-- START OF READING TEXT --

Bubba, I'm not sure why I bother, but the problem with locking people up for long periods for nonviolent drug offenses is that you wind up with a huge prison population. That is at least part of why the United States has far more prisoners than any other country on Earth. The United States comes in first, too, on a more meaningful list from the prison studies center, the one ranked in order of the incarceration rates. It has 751 people in prison or jail for every 100,000 in population. (If you count only adults, one in 100 Americans is locked up.) The only other major industrialized nation that even comes close is Russia, with 627 prisoners for every 100,000 people. That's right. We have more of our people locked up than Russia. Hurray! But it wasn't always this way. The spike in American incarceration rates is quite recent. From 1925 to 1975, the rate remained stable, around 110 people in prison per 100,000 people. In other words, we now imprison 10 times as many of our citizens as we did in most of the 20th century. Why? Efforts to combat illegal drugs play a major role in explaining long prison sentences in the United States as well. In 1980, there were about 40,000 people in American jails and prisons for drug crimes. These days, there are almost 500,000. Those figures have drawn contempt from European critics. "The U.S. pursues the war on drugs with an ignorant fanaticism," said Stern of King's College. I am not saying that you are an ignorant fanatic. But I would think that you would be concerned about the enormous waste of taxpayer dollars, if nothing else.

-- END OF READING TEXT --
-- START OF RECORDED DATA --

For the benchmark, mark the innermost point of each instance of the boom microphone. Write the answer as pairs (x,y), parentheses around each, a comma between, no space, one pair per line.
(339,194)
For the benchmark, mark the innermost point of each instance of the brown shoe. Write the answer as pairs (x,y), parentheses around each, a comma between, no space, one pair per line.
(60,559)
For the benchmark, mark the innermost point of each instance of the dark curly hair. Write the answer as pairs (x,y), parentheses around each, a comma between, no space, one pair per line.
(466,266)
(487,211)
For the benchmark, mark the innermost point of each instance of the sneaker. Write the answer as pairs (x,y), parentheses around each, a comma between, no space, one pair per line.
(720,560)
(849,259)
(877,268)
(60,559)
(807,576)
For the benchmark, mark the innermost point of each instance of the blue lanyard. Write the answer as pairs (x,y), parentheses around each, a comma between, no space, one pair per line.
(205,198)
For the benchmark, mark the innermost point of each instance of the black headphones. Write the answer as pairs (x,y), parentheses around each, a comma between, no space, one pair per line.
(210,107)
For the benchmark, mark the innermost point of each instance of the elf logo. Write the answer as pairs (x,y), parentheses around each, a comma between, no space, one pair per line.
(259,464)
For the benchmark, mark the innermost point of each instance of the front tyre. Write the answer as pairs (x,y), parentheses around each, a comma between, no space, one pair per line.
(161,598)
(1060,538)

-- END OF RECORDED DATA --

* **COMPLETE THE FOLLOWING**
1 – According to the passage on U.S. incarceration, how many prisoners does Russia have for every 100,000 people?
2 – Please list every specific year mentioned in the passage on U.S. incarceration.

* **ANSWERS FOR THIS EXERCISE**
1 – 627

2 – 1925, 1975, 1980